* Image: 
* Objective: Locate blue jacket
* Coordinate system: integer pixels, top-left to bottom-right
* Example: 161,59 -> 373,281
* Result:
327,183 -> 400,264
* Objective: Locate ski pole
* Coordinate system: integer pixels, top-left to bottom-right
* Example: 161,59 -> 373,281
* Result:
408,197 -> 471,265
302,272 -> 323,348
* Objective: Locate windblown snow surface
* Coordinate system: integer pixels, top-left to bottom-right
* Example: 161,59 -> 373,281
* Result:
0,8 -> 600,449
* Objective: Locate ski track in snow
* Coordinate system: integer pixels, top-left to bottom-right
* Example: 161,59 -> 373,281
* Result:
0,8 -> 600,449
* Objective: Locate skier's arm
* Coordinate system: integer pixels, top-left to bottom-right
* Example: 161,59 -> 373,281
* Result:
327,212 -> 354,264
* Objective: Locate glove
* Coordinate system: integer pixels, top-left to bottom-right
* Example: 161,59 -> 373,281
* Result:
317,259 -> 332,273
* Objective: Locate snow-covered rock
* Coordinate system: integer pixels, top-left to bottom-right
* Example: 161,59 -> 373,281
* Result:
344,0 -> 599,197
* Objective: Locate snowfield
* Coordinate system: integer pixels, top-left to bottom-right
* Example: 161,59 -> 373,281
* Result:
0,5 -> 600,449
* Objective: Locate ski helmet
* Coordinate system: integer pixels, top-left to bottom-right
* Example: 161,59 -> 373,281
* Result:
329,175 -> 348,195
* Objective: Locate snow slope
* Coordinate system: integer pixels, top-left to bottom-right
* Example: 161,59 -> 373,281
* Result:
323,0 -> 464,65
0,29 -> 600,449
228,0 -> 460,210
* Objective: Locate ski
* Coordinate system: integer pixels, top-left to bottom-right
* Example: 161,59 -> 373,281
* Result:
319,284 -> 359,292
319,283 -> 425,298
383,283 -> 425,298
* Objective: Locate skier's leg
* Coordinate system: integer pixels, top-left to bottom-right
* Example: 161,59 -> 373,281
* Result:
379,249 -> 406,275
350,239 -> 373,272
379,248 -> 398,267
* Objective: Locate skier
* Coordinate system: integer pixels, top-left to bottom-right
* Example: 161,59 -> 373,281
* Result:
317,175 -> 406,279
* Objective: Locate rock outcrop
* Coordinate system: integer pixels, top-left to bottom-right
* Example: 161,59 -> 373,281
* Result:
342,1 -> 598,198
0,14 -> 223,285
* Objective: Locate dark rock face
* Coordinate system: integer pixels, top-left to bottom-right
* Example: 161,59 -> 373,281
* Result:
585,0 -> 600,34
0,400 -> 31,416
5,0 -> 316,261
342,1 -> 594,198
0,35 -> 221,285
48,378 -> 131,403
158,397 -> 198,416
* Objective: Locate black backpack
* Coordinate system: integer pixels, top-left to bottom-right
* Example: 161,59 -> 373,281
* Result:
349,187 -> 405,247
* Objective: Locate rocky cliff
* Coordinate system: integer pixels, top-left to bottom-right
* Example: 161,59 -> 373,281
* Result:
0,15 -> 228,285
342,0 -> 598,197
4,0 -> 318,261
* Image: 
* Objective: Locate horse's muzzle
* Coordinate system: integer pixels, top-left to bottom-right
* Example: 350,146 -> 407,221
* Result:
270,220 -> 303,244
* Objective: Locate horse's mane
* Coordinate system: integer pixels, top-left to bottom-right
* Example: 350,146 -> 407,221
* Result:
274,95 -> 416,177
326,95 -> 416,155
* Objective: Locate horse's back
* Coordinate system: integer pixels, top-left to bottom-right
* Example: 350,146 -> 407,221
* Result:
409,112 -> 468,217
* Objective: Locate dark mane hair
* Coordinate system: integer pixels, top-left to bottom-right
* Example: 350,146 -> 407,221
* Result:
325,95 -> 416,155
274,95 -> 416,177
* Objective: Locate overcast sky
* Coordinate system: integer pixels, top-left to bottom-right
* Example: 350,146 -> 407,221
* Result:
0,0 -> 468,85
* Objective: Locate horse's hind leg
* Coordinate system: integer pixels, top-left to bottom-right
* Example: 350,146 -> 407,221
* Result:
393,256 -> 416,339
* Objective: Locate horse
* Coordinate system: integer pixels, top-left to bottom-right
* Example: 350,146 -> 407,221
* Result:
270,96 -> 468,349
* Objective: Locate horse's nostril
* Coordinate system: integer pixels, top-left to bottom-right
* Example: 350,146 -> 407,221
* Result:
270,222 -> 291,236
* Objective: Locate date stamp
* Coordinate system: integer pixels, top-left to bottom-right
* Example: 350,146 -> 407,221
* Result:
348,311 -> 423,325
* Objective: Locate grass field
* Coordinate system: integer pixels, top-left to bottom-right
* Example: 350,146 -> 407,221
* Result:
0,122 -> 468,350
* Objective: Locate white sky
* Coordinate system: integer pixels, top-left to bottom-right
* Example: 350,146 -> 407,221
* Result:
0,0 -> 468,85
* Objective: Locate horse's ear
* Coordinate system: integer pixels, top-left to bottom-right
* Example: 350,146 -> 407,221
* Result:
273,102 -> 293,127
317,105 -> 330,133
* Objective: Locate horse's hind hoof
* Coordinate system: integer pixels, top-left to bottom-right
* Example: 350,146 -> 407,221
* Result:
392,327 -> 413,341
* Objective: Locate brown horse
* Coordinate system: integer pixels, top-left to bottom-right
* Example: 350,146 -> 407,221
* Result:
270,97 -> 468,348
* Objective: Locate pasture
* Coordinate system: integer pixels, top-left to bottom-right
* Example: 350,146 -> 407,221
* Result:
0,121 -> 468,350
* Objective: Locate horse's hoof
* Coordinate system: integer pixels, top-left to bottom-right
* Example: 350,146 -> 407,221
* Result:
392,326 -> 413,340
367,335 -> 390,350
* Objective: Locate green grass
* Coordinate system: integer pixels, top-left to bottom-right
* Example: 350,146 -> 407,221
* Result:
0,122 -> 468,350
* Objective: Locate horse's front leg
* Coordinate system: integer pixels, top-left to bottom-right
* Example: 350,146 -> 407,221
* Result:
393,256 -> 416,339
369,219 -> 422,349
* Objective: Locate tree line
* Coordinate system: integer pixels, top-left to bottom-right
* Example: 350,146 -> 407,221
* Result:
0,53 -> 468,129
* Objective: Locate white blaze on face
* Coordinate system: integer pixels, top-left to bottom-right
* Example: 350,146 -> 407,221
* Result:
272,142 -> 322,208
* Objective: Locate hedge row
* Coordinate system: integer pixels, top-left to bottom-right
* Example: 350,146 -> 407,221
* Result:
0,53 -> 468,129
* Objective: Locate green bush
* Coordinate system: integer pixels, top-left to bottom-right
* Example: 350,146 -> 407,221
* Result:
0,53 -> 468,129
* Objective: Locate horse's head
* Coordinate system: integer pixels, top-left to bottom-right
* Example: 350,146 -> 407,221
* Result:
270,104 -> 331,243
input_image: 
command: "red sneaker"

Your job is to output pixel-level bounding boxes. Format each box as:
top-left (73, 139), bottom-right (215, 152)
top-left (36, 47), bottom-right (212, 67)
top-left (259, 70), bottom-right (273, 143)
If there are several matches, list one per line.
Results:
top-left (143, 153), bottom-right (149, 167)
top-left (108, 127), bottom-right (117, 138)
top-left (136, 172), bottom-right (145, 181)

==

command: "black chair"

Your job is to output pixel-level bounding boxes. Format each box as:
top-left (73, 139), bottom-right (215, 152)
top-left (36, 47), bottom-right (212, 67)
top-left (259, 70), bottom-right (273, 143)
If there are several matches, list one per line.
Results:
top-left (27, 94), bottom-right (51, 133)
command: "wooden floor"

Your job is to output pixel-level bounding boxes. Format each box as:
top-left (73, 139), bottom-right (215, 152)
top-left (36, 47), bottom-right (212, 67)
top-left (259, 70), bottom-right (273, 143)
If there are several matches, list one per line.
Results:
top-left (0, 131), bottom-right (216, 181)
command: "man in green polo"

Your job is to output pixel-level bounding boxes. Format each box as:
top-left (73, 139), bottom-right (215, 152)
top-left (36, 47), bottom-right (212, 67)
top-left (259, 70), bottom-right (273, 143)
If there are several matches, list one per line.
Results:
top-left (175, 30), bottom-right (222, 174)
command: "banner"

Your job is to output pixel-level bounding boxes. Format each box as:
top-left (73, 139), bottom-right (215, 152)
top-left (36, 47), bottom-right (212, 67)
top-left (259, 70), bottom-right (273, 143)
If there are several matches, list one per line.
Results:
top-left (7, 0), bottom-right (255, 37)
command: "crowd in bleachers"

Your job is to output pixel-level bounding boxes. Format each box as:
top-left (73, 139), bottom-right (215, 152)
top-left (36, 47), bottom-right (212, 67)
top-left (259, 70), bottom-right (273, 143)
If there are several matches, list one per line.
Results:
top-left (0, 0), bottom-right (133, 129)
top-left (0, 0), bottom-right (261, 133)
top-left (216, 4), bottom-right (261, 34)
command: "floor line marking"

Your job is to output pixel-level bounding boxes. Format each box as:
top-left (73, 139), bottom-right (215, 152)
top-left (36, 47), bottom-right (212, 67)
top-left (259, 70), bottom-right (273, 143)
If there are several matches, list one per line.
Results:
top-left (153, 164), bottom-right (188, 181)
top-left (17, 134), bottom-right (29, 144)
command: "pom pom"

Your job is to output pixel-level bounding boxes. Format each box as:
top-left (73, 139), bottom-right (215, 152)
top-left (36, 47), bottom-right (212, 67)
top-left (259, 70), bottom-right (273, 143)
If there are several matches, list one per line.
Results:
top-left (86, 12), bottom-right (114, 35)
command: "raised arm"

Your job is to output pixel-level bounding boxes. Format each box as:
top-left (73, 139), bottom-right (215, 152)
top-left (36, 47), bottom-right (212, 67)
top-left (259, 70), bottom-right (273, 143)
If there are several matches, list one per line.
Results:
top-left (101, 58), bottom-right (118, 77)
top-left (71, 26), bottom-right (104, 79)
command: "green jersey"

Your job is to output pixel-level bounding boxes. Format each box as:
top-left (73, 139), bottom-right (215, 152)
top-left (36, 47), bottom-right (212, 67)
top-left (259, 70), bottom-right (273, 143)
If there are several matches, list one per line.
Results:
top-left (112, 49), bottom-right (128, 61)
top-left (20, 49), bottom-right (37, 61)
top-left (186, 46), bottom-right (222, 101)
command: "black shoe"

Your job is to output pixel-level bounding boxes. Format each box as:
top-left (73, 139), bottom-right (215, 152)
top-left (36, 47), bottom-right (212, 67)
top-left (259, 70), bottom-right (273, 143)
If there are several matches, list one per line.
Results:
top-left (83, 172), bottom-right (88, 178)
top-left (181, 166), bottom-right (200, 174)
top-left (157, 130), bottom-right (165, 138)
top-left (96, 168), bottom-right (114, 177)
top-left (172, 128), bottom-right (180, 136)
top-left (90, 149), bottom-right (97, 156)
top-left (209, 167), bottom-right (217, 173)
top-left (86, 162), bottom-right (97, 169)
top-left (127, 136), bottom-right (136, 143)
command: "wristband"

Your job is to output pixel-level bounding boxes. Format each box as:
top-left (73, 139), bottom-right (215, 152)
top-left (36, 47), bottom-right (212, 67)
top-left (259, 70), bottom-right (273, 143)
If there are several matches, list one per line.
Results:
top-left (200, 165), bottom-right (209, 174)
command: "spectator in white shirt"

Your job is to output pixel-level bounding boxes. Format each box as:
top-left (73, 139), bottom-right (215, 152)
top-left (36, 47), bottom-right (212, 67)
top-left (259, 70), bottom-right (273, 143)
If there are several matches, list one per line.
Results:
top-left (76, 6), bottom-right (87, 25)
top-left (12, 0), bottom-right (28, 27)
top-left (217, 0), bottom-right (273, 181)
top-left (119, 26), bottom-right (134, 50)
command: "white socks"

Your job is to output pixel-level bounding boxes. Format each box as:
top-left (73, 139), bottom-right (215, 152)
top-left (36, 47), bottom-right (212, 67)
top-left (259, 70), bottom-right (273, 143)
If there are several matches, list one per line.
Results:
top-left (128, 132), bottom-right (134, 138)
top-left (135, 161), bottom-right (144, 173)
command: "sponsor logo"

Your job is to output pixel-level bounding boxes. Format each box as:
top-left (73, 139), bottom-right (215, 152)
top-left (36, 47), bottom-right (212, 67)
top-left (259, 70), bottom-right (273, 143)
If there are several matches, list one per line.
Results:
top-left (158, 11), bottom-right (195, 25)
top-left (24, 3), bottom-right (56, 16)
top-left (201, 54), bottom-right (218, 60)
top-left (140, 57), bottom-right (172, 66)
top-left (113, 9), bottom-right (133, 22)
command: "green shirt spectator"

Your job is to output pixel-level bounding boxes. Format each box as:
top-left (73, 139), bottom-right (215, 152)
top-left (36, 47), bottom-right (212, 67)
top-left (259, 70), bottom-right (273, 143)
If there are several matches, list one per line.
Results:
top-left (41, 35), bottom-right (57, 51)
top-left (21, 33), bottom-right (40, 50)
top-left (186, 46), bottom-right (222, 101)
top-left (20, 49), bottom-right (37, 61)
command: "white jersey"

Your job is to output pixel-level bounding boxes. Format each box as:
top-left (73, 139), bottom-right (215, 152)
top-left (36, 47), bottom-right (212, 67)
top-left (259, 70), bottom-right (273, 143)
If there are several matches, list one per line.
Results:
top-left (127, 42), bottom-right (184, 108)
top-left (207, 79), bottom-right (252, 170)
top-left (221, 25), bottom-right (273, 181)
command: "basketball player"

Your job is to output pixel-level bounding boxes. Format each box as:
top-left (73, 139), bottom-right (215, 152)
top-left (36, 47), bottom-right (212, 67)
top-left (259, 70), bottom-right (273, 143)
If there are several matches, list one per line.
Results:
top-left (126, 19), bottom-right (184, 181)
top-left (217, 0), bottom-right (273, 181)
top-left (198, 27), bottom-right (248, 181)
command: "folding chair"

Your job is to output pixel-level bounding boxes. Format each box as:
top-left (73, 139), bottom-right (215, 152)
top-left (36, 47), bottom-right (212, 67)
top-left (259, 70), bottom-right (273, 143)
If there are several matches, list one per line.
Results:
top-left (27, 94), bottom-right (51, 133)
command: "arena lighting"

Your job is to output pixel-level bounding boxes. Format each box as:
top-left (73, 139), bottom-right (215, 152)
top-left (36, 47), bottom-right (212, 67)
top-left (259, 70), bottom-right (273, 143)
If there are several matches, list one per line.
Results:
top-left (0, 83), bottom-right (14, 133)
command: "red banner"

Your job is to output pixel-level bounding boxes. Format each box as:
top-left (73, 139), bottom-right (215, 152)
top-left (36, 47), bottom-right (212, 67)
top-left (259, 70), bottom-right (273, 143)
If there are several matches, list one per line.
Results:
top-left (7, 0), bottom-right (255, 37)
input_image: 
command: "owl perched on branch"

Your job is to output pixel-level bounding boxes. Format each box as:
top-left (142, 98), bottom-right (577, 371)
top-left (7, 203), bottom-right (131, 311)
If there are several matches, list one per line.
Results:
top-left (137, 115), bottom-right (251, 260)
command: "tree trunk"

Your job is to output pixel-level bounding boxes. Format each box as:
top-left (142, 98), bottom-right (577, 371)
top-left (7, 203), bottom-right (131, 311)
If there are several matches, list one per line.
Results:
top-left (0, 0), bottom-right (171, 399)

• TASK:
Reproduce word for word the lines above, beginning at the line that has "Locate black backpack" and stopping after the line that has "348,311 -> 423,325".

• THE RESPONSE:
* Objective: Locate black backpack
* Coordinate system: integer pixels, top-left to bottom-right
* Example: 161,59 -> 373,281
* Result:
349,187 -> 405,247
* Objective: Locate rocky cliff
* Coordinate system: integer pixels, top-left to bottom-right
* Example: 161,59 -> 373,281
* Result:
0,15 -> 228,285
342,0 -> 598,197
4,0 -> 318,261
* Image: 
* Objective: Locate horse's muzzle
* Coordinate system: integer pixels, top-left to bottom-right
* Example: 350,146 -> 407,221
* Result:
270,220 -> 303,244
* Objective: Locate horse's mane
* Coordinate system: integer pixels, top-left to bottom-right
* Example: 350,146 -> 407,221
* Result:
274,95 -> 416,177
326,95 -> 416,155
* Objective: Locate horse's back
* Coordinate system: integer pixels, top-left to bottom-right
* Example: 350,146 -> 407,221
* Result:
409,112 -> 468,217
* Objective: Locate dark mane hair
* Coordinate system: integer pixels, top-left to bottom-right
* Example: 350,146 -> 407,221
* Result:
325,95 -> 416,155
274,95 -> 416,177
* Objective: Locate overcast sky
* Coordinate system: integer pixels, top-left to bottom-right
* Example: 350,146 -> 407,221
* Result:
0,0 -> 468,85
* Objective: Locate horse's hind leg
* Coordinate system: integer pixels, top-left to bottom-right
* Example: 350,146 -> 407,221
* Result:
393,256 -> 416,339
* Objective: Locate horse
* Coordinate system: integer pixels, top-left to bottom-right
* Example: 350,146 -> 407,221
* Result:
270,96 -> 468,349
* Objective: Locate horse's nostril
* Coordinate system: integer pixels, top-left to bottom-right
* Example: 350,146 -> 407,221
* Result:
270,222 -> 291,236
* Objective: Locate date stamp
* Coordinate system: integer pixels, top-left to bottom-right
* Example: 350,146 -> 407,221
* Result:
348,311 -> 423,325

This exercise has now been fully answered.